■ **Data for the task**
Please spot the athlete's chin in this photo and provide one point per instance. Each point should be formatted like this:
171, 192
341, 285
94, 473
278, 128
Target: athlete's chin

■ **Work to be completed**
Write out every line of the records above without changing anything.

■ **Response to this exercise**
Please spot the athlete's chin in this photo and provide one point per instance. Each point should be formatted like this:
171, 192
341, 285
94, 473
278, 128
Target: athlete's chin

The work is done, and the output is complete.